::: Page extract :::

The river boat was good too.  For fifteen pounds we could have had a rover ticket and spent all day playing on it, going right down to Woolwich and up as far as Tate Britain, and we agreed that it would be fun to do that in the summer, when it was warmer, and wandering about outside more inviting.  You get a splendid view of Canary wharf, and to approach the world heritage sight of Greenwich from the river is a joy.

There's lots to do at Greenwich, we discovered, so I think we'll be back.  Yesterday we went to the National Maritime Museum, and started off with the temporary exhibition, Turner and the Sea. This was staged in a basement gallery I don't remember visiting before, which allowed easy circulation, was well lit, well ventilated, and altogether satisfactory.  It's a good exhibition, which has reviewed well, and it's interesting to see how Turner's own style evolved over forty years, and how his work drew on previous maritime artists, particularly the Dutch who invented the genre, and how it compared with his contemporaries.  Besides which, we are both interested in ships and the sea.  It runs until 21st April, and is well worth a visit.

The rest of the museum is free, so we looked at the display on the navy around the time of the Napoleonic wars, which I think is fairly new.  I remember reading something about it in one of the papers.  It is heavily Nelson branded, as you can imagine, and there is something very moving about looking at the very coat Nelson was wearing when he was fatally wounded, although by now it has been cleaned, conserved and neatly pressed, and apart from the tiny entry hole over one shoulder, there is nothing to show of its history.  The bullet lodged in poor Nelson's spine, though he lived long enough to hear the news that England was victorious.  It is a good display, which covers more ground than just the life and career of Nelson.  Most of my knowledge of the Navy in Napoleonic times comes from the novels of CS Forrester, but luckily they are pretty accurate about the day to day details, according to the SA, who has huge books by NAM Rodger on the subject.

::: Material :::

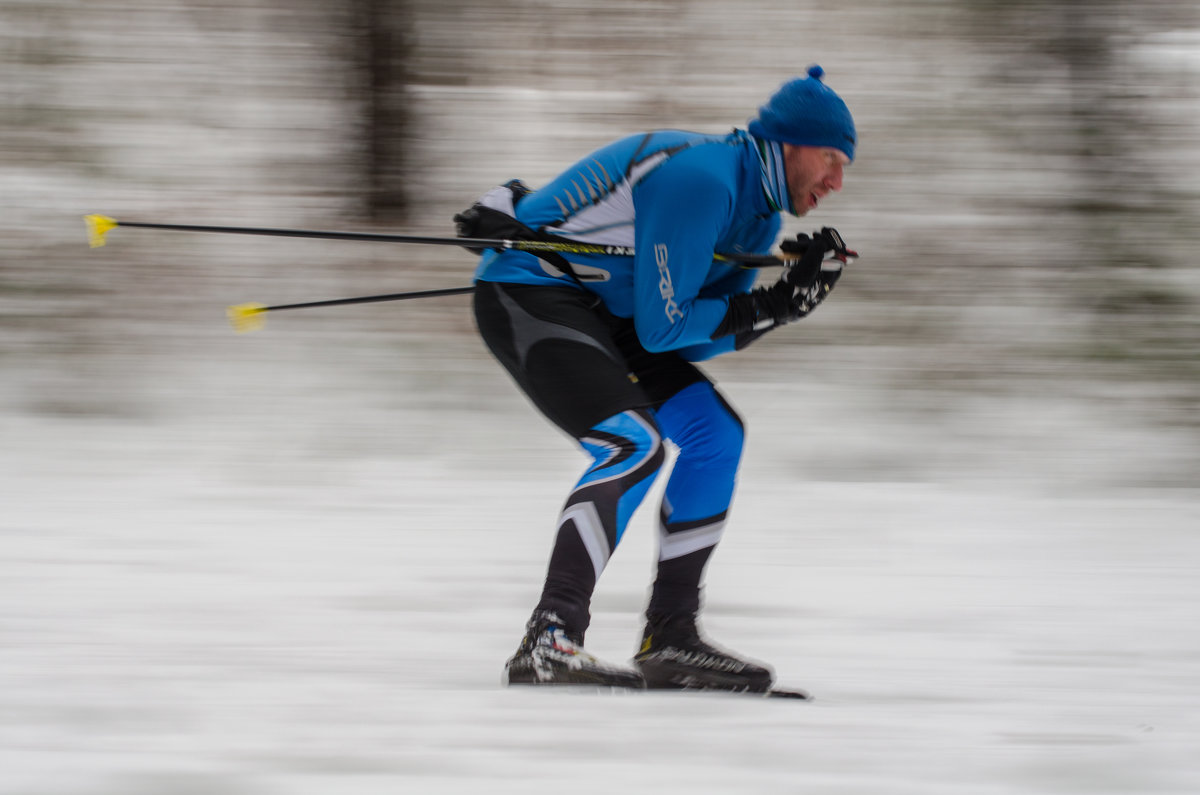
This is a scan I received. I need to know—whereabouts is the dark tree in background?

:::

Tasks and exercises:
**a.** Revise the Greenwich passage starting at "The river boat" and ending at "river is a joy.", putting "day pass" in place of "rover ticket".
**b.** Answer from the Greenwich passage:
(i) What would a rover ticket on the river boat have cost?
(ii) Until what date does the Turner and the Sea exhibition run?
(iii) Where did the bullet that wounded Nelson lodge?
These lines have no connection to the Greenwich passage.

Task solutions:
**a.**
The river boat was good too.  For fifteen pounds we could have had a day pass and spent all day playing on it, going right down to Woolwich and up as far as Tate Britain, and we agreed that it would be fun to do that in the summer, when it was warmer, and wandering about outside more inviting.  You get a splendid view of Canary wharf, and to approach the world heritage sight of Greenwich from the river is a joy.

**b.**
(i) Fifteen pounds.
(ii) 21st April.
(iii) In Nelson's spine.